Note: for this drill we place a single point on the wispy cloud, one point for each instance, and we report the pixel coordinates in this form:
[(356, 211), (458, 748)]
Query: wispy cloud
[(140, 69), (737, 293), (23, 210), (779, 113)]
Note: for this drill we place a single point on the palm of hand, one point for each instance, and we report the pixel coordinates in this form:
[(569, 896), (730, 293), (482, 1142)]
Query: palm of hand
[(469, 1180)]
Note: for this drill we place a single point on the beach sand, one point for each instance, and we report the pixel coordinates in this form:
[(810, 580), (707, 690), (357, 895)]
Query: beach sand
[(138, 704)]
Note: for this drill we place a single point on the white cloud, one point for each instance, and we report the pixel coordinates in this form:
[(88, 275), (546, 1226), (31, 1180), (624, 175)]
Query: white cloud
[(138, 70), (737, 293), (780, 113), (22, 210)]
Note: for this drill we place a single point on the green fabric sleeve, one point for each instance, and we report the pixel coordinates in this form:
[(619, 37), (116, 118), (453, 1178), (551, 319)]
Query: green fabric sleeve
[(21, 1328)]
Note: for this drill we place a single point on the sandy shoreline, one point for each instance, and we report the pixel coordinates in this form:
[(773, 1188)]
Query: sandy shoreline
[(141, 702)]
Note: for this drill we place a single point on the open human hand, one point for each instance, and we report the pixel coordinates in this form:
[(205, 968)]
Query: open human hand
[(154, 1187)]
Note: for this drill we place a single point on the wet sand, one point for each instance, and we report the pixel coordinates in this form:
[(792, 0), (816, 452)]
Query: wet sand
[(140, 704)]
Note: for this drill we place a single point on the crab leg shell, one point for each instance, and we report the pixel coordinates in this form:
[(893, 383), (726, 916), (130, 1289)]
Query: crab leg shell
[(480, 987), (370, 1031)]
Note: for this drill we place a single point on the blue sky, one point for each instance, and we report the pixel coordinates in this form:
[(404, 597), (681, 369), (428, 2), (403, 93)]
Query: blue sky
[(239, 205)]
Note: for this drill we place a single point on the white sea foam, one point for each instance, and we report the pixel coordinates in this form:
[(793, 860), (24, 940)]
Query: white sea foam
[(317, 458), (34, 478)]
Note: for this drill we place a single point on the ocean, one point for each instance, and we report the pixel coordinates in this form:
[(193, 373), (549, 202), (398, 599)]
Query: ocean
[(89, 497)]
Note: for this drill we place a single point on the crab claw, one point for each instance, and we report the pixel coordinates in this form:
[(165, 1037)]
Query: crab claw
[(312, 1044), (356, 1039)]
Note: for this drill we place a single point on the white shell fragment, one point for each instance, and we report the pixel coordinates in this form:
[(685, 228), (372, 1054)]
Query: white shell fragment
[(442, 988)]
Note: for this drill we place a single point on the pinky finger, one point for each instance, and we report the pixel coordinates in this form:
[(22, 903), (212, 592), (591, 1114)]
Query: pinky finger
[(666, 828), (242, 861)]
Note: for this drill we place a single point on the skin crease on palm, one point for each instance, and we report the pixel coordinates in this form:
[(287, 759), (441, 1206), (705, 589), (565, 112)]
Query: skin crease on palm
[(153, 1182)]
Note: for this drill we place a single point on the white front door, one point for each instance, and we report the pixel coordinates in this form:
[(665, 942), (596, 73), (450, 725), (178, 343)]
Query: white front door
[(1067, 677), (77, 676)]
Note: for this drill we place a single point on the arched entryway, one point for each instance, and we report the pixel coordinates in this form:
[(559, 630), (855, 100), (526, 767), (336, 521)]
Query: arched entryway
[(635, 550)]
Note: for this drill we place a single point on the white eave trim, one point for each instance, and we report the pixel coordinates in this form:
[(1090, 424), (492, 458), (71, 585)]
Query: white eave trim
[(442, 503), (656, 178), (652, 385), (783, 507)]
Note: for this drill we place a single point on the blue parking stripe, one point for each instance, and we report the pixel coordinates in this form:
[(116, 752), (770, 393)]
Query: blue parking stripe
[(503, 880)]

* **Problem**
Reproduce the records verbatim, starting at the line that contains "wet sand, one" and ending at the line that contains "[(89, 497)]", with both of those lines included.

* **Correct response**
Note: for this drill we place a single point on the wet sand, one point for each instance, and we report the pixel coordinates in this form:
[(792, 0), (816, 452)]
Query: wet sand
[(140, 704)]
Note: for this drill we place a single point on the crab leg shell, one point for each instance, and we report the pixel coordinates in this form:
[(893, 383), (726, 916), (130, 1289)]
Query: crab leg shell
[(480, 987), (370, 1031)]
Note: for this drill we place a single point on the blue sky, one point for each instance, and we report the pixel coordinates in this form:
[(404, 597), (681, 369), (428, 2), (403, 93)]
Query: blue sky
[(239, 205)]
Note: for this drill we place a single point on the white sea foam, one point for each instance, and we report the pixel coordinates in this form:
[(793, 860), (24, 940)]
Query: white sea foam
[(317, 458), (34, 478)]
Note: for this drill we place a single point on the ocean, one point for each instance, and we report the pixel coordinates in this form:
[(193, 373), (549, 202), (398, 599)]
Query: ocean
[(89, 497)]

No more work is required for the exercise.